## Excerpts from a point labeling dataset
····················
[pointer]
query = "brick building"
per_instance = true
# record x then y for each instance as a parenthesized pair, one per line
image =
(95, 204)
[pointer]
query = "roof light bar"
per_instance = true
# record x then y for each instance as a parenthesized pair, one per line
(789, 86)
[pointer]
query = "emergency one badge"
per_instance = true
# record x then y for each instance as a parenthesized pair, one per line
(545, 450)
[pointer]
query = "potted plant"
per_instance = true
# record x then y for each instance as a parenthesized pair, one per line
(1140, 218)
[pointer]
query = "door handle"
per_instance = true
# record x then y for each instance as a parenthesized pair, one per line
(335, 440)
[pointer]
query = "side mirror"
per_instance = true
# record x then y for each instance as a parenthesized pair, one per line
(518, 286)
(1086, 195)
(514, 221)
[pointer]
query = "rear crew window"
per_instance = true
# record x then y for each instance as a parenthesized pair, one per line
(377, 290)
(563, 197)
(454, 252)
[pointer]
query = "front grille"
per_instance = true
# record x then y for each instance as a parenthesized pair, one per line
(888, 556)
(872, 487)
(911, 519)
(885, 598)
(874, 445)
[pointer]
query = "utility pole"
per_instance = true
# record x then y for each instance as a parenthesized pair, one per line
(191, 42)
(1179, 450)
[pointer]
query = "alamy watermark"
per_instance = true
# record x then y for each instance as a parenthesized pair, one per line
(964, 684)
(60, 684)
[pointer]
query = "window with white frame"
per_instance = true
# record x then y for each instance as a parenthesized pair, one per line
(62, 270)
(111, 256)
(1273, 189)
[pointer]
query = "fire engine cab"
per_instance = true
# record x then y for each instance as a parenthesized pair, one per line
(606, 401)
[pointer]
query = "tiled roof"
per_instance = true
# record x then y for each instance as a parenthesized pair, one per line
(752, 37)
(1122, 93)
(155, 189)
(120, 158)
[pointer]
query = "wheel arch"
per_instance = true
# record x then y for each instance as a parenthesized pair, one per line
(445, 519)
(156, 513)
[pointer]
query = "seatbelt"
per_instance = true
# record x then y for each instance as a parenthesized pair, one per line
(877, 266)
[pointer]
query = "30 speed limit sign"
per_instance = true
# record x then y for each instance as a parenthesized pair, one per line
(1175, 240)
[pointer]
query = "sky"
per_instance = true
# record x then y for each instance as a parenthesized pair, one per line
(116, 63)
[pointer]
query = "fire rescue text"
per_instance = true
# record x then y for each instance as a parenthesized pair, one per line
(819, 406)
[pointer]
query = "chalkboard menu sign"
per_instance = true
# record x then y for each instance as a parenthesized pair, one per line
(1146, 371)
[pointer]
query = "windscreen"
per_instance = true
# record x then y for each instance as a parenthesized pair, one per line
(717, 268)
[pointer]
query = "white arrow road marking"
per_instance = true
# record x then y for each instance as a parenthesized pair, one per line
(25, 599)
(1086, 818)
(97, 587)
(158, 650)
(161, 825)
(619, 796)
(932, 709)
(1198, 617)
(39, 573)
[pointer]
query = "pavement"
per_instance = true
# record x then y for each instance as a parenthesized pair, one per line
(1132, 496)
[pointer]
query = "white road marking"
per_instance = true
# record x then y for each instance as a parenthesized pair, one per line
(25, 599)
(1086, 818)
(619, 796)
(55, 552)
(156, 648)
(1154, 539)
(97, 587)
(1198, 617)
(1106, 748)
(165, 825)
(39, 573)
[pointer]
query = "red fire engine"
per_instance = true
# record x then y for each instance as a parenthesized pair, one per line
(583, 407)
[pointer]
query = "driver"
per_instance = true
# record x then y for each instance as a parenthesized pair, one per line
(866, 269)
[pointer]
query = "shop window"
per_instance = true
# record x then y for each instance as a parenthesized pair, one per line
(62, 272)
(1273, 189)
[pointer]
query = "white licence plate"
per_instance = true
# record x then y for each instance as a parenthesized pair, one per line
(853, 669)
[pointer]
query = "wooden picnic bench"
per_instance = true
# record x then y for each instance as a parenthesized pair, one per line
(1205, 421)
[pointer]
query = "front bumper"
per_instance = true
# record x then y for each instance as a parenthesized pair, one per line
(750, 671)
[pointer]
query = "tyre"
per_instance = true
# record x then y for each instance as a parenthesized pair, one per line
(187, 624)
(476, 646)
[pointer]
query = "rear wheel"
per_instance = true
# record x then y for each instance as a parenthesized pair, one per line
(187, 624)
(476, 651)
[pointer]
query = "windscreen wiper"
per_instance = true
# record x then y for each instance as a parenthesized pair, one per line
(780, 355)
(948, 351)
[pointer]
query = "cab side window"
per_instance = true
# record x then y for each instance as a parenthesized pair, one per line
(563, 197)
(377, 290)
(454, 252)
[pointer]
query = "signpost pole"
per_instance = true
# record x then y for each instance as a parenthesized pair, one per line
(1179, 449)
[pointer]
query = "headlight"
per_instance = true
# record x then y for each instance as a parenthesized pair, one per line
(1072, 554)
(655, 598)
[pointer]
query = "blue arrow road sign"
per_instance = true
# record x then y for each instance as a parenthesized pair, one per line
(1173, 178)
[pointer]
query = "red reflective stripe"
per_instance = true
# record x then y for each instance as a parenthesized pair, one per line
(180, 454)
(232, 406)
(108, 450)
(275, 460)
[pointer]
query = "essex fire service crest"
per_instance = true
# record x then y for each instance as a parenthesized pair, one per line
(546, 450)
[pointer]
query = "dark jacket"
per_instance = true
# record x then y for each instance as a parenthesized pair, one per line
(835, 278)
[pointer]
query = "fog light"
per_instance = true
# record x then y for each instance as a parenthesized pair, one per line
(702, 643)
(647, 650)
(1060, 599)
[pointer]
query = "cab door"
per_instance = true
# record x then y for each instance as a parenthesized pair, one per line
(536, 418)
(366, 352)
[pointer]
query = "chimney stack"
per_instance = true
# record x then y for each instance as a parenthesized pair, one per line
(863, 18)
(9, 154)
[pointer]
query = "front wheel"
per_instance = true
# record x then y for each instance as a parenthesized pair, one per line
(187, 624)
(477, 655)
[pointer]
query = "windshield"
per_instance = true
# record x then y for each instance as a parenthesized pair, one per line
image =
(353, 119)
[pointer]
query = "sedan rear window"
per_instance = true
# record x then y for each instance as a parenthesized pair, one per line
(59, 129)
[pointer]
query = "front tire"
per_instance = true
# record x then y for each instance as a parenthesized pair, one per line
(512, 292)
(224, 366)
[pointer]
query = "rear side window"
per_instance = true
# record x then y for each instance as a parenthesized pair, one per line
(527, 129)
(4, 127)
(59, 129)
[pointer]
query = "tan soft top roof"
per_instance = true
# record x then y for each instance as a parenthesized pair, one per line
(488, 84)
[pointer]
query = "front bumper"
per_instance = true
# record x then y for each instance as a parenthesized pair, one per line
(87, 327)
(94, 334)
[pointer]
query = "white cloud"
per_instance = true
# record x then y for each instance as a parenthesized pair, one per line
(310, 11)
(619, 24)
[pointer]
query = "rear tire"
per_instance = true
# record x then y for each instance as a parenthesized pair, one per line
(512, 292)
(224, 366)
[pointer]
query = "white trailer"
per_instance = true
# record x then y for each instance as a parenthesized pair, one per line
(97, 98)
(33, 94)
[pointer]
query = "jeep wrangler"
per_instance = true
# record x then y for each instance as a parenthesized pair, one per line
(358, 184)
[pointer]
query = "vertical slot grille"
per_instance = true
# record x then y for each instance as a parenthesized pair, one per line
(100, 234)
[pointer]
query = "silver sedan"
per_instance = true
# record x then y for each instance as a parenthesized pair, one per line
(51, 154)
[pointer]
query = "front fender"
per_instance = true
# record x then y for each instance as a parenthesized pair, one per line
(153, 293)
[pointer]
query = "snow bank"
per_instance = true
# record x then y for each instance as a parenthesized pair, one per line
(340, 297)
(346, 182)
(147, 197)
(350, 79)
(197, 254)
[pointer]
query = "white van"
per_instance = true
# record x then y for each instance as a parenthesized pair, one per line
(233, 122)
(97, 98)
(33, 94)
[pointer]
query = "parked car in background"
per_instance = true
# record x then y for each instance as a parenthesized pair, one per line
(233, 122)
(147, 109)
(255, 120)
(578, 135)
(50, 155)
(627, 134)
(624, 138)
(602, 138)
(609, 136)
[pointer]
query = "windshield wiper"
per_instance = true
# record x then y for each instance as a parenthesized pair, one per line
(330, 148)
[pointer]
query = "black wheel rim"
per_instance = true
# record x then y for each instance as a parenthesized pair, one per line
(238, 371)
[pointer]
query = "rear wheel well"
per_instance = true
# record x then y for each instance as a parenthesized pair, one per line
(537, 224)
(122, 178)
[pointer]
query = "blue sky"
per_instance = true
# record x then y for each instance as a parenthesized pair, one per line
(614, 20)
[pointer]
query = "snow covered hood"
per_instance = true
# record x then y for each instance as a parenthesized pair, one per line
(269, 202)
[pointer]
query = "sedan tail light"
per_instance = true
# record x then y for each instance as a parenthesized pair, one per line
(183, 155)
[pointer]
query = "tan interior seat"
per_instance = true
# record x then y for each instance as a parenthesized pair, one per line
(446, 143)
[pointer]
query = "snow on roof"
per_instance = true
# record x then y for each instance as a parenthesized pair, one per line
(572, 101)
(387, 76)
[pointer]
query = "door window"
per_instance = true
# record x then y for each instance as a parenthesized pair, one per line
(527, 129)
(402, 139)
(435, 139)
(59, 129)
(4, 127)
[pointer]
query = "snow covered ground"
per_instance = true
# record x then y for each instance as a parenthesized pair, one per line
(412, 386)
····················
## Exercise description
Show each line in the listing above that contains the word "rear". Case counts.

## Expected output
query = "rear crew window"
query = "rear wheel"
query = "sedan rear window"
query = "rear side window"
query = "rear tire"
query = "rear wheel well"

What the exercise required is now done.